> Selected text:
——

Story #11671
closedConvert 650+ CGF files to new CGFv3
0%
Description
CGF files in the l7g Data project need to be converted over to the new CGFv3 format.
There are two directories of CGF files:
The workflow should be to convert each CGF file to 'band' information, then use the new cgft to convert to the CGFv3 format.
This should be fairly straight forward except for some CGF files that have errors in their mitochondrial DNA sequence conversion (tile path 0x35e).
A new tile library for tile path 0x35e needs to be generated before this can be properly completed.
The resulting CGF files should also be stored in the l7g Data project, with the old ones renamed with a timestamp in that same project to differentiate them.
Updated by Abram Connelly over 7 years ago
Updated by Abram Connelly over 7 years ago
- Target version set to Lightning Sprint (2017-05-15 to 2017-05-29)

——

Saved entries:
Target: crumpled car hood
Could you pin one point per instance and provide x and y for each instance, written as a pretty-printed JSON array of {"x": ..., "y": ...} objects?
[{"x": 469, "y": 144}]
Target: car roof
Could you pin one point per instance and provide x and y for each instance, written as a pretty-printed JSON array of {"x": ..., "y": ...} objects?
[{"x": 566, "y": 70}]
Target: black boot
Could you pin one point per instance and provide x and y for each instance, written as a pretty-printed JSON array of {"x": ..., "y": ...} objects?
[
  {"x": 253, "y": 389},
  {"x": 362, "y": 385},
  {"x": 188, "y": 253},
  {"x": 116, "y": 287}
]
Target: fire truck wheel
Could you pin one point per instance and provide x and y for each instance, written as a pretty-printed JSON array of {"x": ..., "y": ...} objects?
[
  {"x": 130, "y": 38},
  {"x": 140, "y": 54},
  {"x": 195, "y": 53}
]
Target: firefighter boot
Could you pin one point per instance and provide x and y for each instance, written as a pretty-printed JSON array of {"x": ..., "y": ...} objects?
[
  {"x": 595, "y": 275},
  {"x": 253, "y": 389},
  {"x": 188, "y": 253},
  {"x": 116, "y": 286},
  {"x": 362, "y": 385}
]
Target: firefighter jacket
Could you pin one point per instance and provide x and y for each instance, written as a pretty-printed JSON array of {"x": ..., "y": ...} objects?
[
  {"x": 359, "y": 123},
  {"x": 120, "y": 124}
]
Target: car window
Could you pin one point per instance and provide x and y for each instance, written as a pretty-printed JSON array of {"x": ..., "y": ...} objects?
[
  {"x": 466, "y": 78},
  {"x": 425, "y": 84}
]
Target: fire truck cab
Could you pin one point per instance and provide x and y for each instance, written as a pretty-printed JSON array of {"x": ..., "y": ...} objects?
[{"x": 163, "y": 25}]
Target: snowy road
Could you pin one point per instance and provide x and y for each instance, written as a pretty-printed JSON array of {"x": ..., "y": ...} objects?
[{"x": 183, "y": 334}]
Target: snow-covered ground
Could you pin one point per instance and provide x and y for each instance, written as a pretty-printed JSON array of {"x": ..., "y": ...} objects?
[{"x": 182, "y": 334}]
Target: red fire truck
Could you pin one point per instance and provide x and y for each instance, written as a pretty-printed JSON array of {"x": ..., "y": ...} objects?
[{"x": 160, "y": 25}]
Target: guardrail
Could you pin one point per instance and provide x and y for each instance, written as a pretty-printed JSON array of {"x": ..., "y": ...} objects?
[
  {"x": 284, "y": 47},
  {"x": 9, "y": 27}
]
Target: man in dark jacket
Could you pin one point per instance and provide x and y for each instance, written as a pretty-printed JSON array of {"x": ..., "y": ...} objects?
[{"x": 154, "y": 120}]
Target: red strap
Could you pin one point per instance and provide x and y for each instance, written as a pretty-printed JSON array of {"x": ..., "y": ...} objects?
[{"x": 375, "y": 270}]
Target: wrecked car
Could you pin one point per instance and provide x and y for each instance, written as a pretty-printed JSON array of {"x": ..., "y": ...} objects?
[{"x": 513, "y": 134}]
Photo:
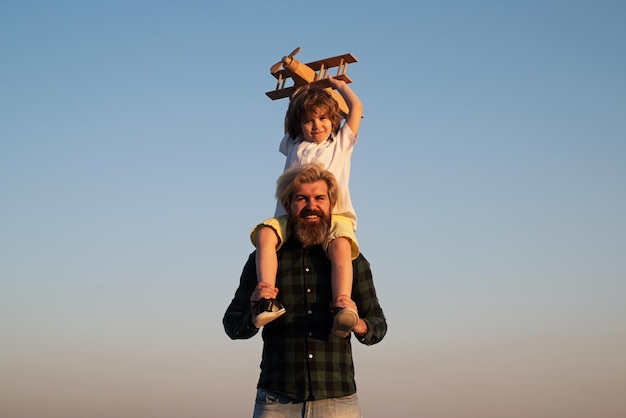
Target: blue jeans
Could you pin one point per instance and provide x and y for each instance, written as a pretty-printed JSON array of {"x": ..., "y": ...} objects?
[{"x": 273, "y": 405}]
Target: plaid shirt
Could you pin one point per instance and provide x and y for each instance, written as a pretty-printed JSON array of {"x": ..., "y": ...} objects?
[{"x": 300, "y": 357}]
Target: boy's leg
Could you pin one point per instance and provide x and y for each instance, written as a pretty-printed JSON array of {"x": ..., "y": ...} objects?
[
  {"x": 266, "y": 310},
  {"x": 340, "y": 254}
]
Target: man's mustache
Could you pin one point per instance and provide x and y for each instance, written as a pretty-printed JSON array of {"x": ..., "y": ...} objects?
[{"x": 310, "y": 212}]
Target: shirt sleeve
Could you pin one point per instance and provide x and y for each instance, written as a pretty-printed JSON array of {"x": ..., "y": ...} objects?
[
  {"x": 237, "y": 320},
  {"x": 364, "y": 295},
  {"x": 284, "y": 145}
]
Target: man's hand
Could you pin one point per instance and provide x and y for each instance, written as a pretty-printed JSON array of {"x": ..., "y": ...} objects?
[
  {"x": 264, "y": 291},
  {"x": 346, "y": 302}
]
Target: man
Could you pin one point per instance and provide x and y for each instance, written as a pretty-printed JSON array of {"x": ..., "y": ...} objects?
[{"x": 305, "y": 370}]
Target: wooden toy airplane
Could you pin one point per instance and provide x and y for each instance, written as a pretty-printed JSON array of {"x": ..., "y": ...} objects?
[{"x": 315, "y": 73}]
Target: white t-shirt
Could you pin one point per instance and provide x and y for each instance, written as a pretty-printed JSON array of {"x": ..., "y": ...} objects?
[{"x": 334, "y": 154}]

——

> Exercise instructions:
1 > Answer these questions from the CGF conversion ticket.
(a) Which tile path has errors in its mitochondrial DNA sequence conversion?
(b) How should the old CGF files be told apart from the new ones?
(c) What target version was set?
2 > Set down the CGF conversion ticket from "The resulting CGF" through "to differentiate them.".

> Answers provided:
1 >
(a) Tile path 0x35e.
(b) They should be renamed with a timestamp in the l7g Data project.
(c) Lightning Sprint (2017-05-15 to 2017-05-29).

2 >
The resulting CGF files should also be stored in the l7g Data project, with the old ones renamed with a timestamp in that same project to differentiate them.